* Request: Update the stretch from the start of the entries through the line containing "[[[290,104],[284,104],[284,111],[290,111]]]" by replacing "turnstile" with "gate", keeping everything else the same.

Data records:
☆ ☆ ☆

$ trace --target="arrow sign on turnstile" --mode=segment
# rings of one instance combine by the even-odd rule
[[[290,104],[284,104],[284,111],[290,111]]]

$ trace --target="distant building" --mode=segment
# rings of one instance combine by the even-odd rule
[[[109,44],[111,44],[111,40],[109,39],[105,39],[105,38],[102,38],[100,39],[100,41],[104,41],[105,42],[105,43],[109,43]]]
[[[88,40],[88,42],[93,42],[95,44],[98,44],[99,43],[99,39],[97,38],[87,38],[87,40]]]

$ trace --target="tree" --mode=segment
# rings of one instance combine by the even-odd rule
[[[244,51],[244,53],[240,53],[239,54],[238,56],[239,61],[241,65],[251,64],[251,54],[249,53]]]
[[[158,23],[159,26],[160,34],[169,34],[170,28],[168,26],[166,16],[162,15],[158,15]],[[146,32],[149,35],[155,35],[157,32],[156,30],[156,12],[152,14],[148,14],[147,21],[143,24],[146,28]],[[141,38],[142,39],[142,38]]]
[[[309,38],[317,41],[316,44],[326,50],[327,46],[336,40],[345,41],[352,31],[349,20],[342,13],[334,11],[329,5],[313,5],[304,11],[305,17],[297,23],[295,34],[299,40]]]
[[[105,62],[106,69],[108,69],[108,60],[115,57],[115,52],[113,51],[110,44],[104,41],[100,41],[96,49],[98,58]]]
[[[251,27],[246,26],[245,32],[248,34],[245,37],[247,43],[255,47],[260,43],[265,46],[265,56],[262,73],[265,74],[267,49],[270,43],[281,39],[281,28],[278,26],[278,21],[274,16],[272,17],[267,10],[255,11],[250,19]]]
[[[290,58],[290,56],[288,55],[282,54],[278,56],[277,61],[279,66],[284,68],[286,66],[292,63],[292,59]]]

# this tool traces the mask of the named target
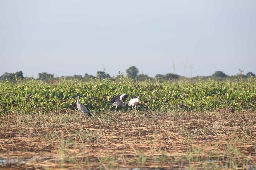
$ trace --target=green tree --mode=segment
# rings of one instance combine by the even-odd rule
[[[81,75],[76,75],[76,74],[74,74],[73,77],[74,78],[74,79],[79,79],[80,80],[81,80],[83,78]]]
[[[160,74],[157,74],[155,76],[155,78],[162,78],[164,77],[164,75]]]
[[[97,71],[97,77],[99,78],[100,79],[103,79],[106,78],[109,78],[110,76],[108,74],[107,74],[104,71]]]
[[[84,74],[84,79],[85,80],[88,80],[91,78],[95,79],[95,77],[92,75],[91,74],[91,75],[89,75],[87,73],[86,73]]]
[[[150,77],[146,74],[140,74],[136,76],[135,79],[137,81],[141,81],[148,80],[150,78]]]
[[[224,73],[223,72],[218,71],[215,72],[215,73],[212,75],[212,76],[214,77],[225,78],[228,77],[228,75]]]
[[[20,78],[21,80],[24,79],[22,72],[20,71],[17,71],[15,73],[8,73],[6,72],[0,76],[0,80],[6,80],[7,79],[9,81],[13,81],[15,79],[15,75],[17,78]]]
[[[139,69],[134,66],[129,67],[126,70],[126,75],[129,78],[134,79],[139,73]]]
[[[246,77],[250,77],[251,76],[255,77],[255,74],[251,72],[248,72],[246,74]]]
[[[178,79],[180,77],[180,76],[172,73],[167,73],[164,76],[164,79],[166,80],[172,80],[173,79]]]
[[[38,76],[37,80],[43,81],[48,81],[53,78],[54,74],[48,74],[45,72],[43,72],[42,73],[38,73]]]

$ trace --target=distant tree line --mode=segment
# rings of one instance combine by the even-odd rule
[[[235,76],[228,76],[222,71],[217,71],[215,72],[211,76],[197,76],[195,77],[192,78],[191,79],[196,79],[200,77],[202,79],[206,79],[209,78],[212,78],[217,80],[223,80],[226,79],[245,79],[251,76],[255,77],[255,74],[253,73],[250,72],[246,75],[242,74],[243,71],[239,69],[240,74],[238,74]],[[127,77],[134,79],[134,81],[141,81],[147,80],[157,80],[160,82],[163,81],[168,81],[178,80],[182,77],[182,76],[172,73],[167,73],[164,75],[158,74],[156,75],[154,78],[151,77],[147,74],[144,74],[141,73],[139,73],[139,69],[134,66],[132,66],[128,68],[126,70],[126,76]],[[42,80],[45,82],[50,82],[50,81],[57,81],[60,78],[65,78],[67,80],[72,80],[76,79],[80,79],[82,81],[86,82],[91,79],[109,79],[115,80],[117,79],[119,79],[120,76],[124,77],[122,72],[118,72],[118,74],[115,77],[111,77],[109,74],[105,72],[104,71],[97,71],[96,76],[91,75],[89,75],[86,73],[84,76],[83,76],[81,75],[77,75],[75,74],[73,76],[62,76],[60,77],[55,77],[54,74],[51,74],[45,72],[41,73],[38,73],[38,78],[35,79],[36,80]],[[8,80],[9,81],[15,81],[17,79],[22,80],[25,78],[23,76],[23,73],[21,71],[18,71],[15,73],[5,73],[3,74],[0,76],[0,80]],[[29,79],[34,79],[33,78],[27,78]]]

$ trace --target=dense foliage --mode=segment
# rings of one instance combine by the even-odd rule
[[[256,103],[256,81],[252,77],[245,82],[209,79],[193,84],[186,80],[178,83],[134,83],[122,76],[115,81],[92,79],[87,83],[63,79],[53,85],[34,80],[18,83],[7,81],[0,83],[0,114],[74,109],[77,92],[80,94],[81,102],[97,112],[112,109],[106,104],[111,97],[124,93],[128,94],[128,100],[140,96],[141,103],[138,109],[141,110],[181,108],[188,110],[217,108],[254,110]]]

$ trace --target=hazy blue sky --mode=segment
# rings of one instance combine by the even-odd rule
[[[255,9],[254,0],[2,0],[0,76],[104,67],[112,76],[134,65],[154,77],[173,63],[189,77],[256,74]]]

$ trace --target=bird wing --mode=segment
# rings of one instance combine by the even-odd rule
[[[128,103],[128,105],[129,104],[134,104],[134,103],[136,101],[136,99],[131,99],[129,101],[129,103]]]
[[[127,99],[128,98],[128,95],[126,94],[124,94],[120,96],[120,100],[122,100],[123,99]]]
[[[116,100],[120,98],[120,96],[121,94],[118,94],[117,95],[114,97],[113,97],[110,99],[110,103],[113,103],[114,102],[116,101]]]

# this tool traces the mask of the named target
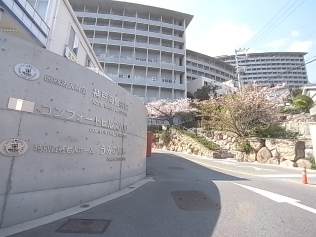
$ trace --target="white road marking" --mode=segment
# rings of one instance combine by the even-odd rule
[[[233,162],[226,161],[225,160],[213,160],[214,162],[217,162],[218,163],[222,163],[222,164],[237,164],[237,163],[234,163]]]
[[[302,177],[301,174],[258,174],[258,176],[263,177],[264,178],[300,178]],[[307,177],[316,177],[315,174],[307,174]]]
[[[262,168],[258,168],[256,166],[251,166],[250,165],[237,165],[237,167],[251,167],[252,168],[253,168],[254,169],[257,170],[259,170],[259,171],[261,171],[261,170],[268,170],[269,171],[275,171],[276,170],[274,170],[274,169],[264,169]]]
[[[245,189],[248,189],[252,192],[265,197],[267,198],[269,198],[273,201],[276,202],[281,203],[286,202],[293,206],[295,206],[300,208],[303,209],[306,211],[309,211],[314,214],[316,214],[316,209],[310,207],[309,206],[305,206],[301,203],[298,203],[297,202],[301,201],[299,200],[288,198],[288,197],[280,195],[279,194],[275,194],[271,192],[266,191],[262,189],[257,189],[256,188],[253,188],[252,187],[247,186],[246,185],[243,185],[242,184],[237,184],[236,183],[233,183],[236,185],[242,187]]]

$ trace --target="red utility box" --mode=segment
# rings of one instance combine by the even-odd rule
[[[152,143],[153,143],[153,132],[147,132],[147,145],[146,147],[146,157],[152,156]]]

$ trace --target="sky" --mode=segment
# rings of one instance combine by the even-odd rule
[[[316,59],[315,0],[122,0],[194,15],[186,48],[212,57],[249,47],[250,53],[304,52],[306,61]],[[306,66],[316,82],[316,61]]]

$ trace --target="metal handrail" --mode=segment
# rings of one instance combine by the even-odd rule
[[[194,134],[196,134],[197,135],[200,136],[201,137],[203,137],[206,140],[210,140],[210,141],[211,141],[212,142],[215,143],[217,145],[219,146],[219,147],[221,147],[222,150],[229,150],[230,152],[231,152],[232,154],[233,154],[234,155],[236,155],[234,152],[232,152],[230,149],[227,149],[227,148],[226,147],[225,147],[224,145],[219,144],[217,142],[214,141],[213,140],[210,139],[209,137],[207,137],[206,136],[205,136],[205,135],[202,134],[201,133],[198,132],[198,129],[197,129],[198,132],[194,132],[193,131],[191,131],[191,130],[189,129],[188,128],[187,128],[186,127],[184,127],[183,126],[182,126],[181,125],[180,125],[180,124],[175,124],[175,125],[174,125],[174,126],[177,126],[179,127],[181,127],[182,128],[184,128],[184,129],[187,130],[187,131],[189,131],[190,132],[192,132],[192,133],[193,133]]]

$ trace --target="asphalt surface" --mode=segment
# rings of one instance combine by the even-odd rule
[[[311,184],[304,185],[298,168],[156,151],[148,158],[147,169],[155,182],[89,210],[10,236],[316,236],[316,172],[308,170]],[[251,187],[285,198],[247,189]],[[184,190],[202,192],[220,208],[183,210],[171,193]],[[289,198],[295,202],[287,202]],[[112,221],[103,234],[56,232],[70,218]]]

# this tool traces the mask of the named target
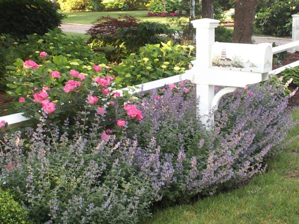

☆ ☆ ☆

* The reply:
$ trace --target="arrow sign on gate" --mode=segment
# rings of one instance combine by the even-odd rule
[[[290,104],[284,104],[284,111],[290,111]]]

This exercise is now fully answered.